● **To be done**
Pull out every line of the material below that contains the string "front". Treat uppercase and lowercase as different.

● **Stored items**
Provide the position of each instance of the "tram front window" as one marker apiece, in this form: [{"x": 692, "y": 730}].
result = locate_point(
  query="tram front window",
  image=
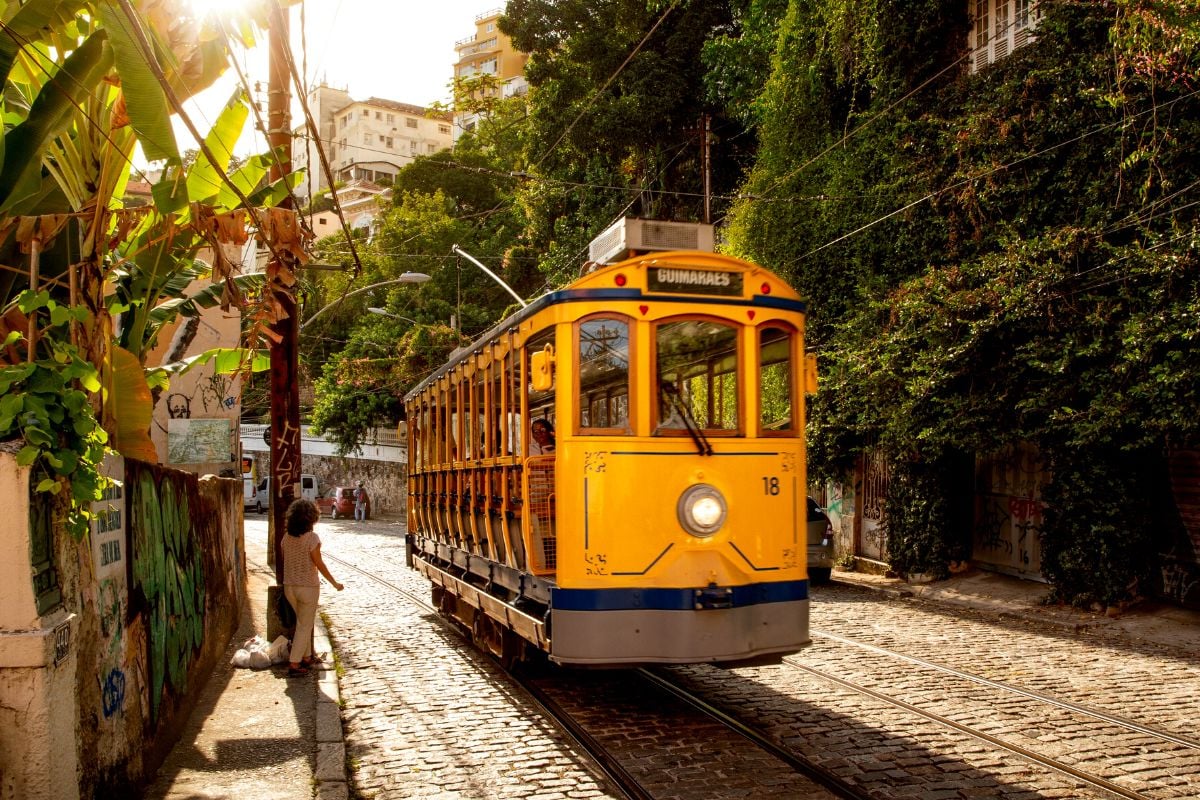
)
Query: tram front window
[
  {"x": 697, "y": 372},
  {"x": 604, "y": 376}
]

...

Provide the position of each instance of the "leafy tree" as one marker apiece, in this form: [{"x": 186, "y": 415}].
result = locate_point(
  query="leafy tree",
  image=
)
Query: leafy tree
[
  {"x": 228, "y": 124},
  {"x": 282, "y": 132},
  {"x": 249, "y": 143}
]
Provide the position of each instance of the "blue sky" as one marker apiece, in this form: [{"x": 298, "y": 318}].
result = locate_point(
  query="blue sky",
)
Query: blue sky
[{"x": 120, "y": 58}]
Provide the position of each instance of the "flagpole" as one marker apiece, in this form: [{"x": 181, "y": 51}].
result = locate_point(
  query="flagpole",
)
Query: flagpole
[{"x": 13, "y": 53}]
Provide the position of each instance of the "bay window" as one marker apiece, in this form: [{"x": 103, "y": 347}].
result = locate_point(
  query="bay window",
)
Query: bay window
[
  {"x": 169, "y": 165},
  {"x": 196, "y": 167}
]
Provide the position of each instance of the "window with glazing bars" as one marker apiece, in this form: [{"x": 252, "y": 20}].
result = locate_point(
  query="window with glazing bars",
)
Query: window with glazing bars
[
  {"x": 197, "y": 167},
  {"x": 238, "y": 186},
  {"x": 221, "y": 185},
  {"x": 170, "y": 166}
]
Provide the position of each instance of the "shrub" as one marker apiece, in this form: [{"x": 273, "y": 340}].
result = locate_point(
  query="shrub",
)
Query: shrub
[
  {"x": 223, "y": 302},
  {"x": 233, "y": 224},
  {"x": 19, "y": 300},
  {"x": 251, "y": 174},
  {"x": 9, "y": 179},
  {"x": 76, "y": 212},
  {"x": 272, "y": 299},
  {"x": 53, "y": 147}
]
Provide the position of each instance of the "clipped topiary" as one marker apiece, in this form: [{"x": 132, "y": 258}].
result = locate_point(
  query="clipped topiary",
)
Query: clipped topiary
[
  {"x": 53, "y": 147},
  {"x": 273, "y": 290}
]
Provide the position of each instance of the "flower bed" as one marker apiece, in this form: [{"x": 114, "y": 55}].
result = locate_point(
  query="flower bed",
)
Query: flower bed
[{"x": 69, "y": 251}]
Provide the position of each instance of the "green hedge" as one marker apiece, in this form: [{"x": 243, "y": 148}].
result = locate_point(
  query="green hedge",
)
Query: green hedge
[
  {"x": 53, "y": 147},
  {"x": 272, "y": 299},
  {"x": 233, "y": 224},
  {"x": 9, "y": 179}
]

--

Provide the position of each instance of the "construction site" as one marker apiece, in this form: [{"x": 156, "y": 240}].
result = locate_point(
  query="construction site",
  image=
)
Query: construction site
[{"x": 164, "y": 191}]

● **Answer for this exercise**
Provide the position of each instance of the "tram front window" as one marker apiece, in this form: [{"x": 692, "y": 730}].
  query="tram front window",
Query: tram front window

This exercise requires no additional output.